### PASSAGE PROVIDED:

Baidu revenue slips anew amid ad clampdown

Baidu, known as China's answer to Google, said artificial intelligence tools would monitor and identify "rumours" on its services

Shares in Chinese internet giant Baidu jumped on Thursday on quarterly earnings that topped expectations despite falling revenue as the company clamped down on dubious ads.

Revenue in the final three months of last year came to $2.62 billion (18.21 billion RMB), down 2.6 percent from the same period the previous year, the company reported in New York, where it is listed.

Income in the fourth quarter plunged 83 percent from a year ago to $1.7 billion. The Wall Street market-reference earnings per share, which excludes certain items, was 93 cents, two cents above the consensus estimate.

It was the second quarter in a row the company has reported a slump in revenue, following the authorities' introduction of new controls on advertising.

The decline came after the company was embroiled in scandal and lashed by Chinese media over the death of a student whose family used the search engine to seek a cancer cure that did not work.

[Excerpts from a dataset]
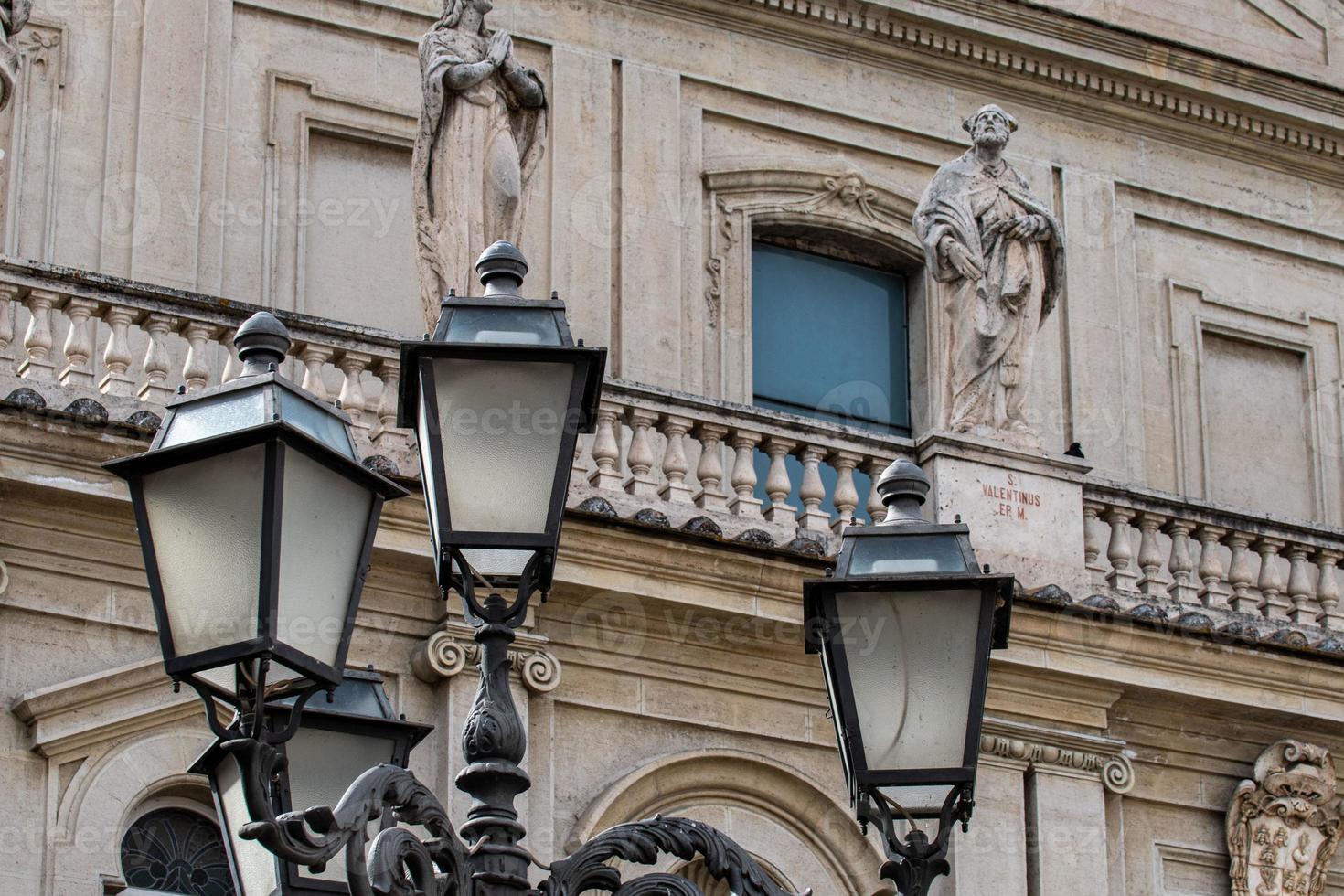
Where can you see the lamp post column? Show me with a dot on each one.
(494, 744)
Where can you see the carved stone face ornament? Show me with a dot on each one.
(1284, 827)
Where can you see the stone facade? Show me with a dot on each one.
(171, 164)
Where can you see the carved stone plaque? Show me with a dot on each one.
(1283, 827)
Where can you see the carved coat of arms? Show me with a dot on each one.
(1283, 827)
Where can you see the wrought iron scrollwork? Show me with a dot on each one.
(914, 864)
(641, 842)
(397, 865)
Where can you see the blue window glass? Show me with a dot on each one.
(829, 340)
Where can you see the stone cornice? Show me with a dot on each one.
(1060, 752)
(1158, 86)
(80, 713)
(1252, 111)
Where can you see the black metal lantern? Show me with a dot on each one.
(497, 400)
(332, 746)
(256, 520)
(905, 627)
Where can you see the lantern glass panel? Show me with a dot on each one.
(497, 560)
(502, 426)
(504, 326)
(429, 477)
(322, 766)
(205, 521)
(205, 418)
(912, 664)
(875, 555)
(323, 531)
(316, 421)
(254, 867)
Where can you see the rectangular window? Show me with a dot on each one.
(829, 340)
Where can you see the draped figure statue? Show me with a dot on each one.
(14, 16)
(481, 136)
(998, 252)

### REQUIRED TASKS:
1. In the Baidu revenue article, by how much did revenue fall in the final three months of last year compared with the same period a year earlier?
2. Write what comes next in the Baidu revenue article, starting after its last sentence.
The entries play no part in this.

### ANSWERS GIVEN:
1. It fell 2.6 percent.

2.
Early last year, Baidu was summoned by regulators, and following a public outcry, the government announced stricter controls on internet advertising, while the company itself stepped up checks on clients.

Starting in the third quarter, Baidu required customers to submit related internet licenses and verified enterprise bank account information, according to the company.

"During the fourth quarter we largely completed our initiative to ensure that new and existing customers meet our stringent quality requirements," Baidu chief financial officer said in the earnings statement Thursday.

"We believe that the impact of these initiatives is mostly behind us."

Baidu executives stressed a focus on building better user experiences, particularly through investments in artificial intelligence for self-driving vehicles, financial services, and cloud-computing offerings.

Baidu said that artificial intelligence specialist and former Microsoft executive Qi Lu, whom the company hired last month as chief operating officer, had been appointed to the board of directors.

"AI is an enormous opportunity that will revolutionize the internet and traditional industries," Baidu chief executive Robin Li said in the earnings statement.

"Baidu , in particular, is well-positioned to lead the AI wave in China."

Baidu shares were up more than two percent to $188.55 in after-market trade on the Nasdaq.